#### The problem:
From the text below on Bulgarian Jewish identity, copy out the stretch from "Another way of" through "the Jewish calendar...".

#### Text excerpt:

******

Another way of upholding the historical continuity is the parallel life in an "own" temporal dimension - the year 2000, when the rest of the world will celebrate the new millennium, is the year 5760 in the Jewish calendar...

The voluntary presence in two symbolic temporal dimensions is psychologically associated with the adaptational capacities of the Jews, a typical trait in the diversity of Jewish identities. These capacities are best manifested in extreme situations of collective endangerment: disasters, aggressions, war. And if the Bulgarian Jews were not as enthusiastic as the Bulgarians in the Russo-Turkish War, since they were a minority to which the Ottoman Empire guaranteed relative stability, their very high proportionate participation in all Balkan and world wars (unlike the Jews from the other European countries) proves the ever greater integration of Bulgarian Jewry into society: "No other [...] minority in Bulgaria had as many active and retired officers, took such intensive part in the war and had such a heavy death toll as the Bulgarian Jews."1

The blurring of the borders with the majority, which could be regarded as a type of assimilative behaviour, is another distinctive feature of the identificatory strategies of Bulgarian Jews: the use of the language of the majority, the Bulgarization of Jewish names (Leviev, Shamliev, Aladjemov), presence in the Bulgarian cultural environment, mastering of the ideological codes of adaptation to contemporary life, etc., are an instrument of neutralising potential conflict situations and often bear the marks of a very conformist behaviour.

******

#### Information given:

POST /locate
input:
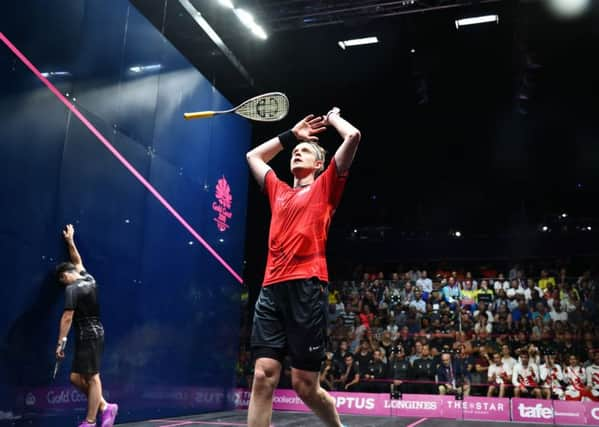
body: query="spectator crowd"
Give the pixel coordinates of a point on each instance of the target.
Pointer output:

******

#### Answer to this exercise:
Another way of upholding the historical continuity is the parallel life in an "own" temporal dimension - the year 2000, when the rest of the world will celebrate the new millennium, is the year 5760 in the Jewish calendar...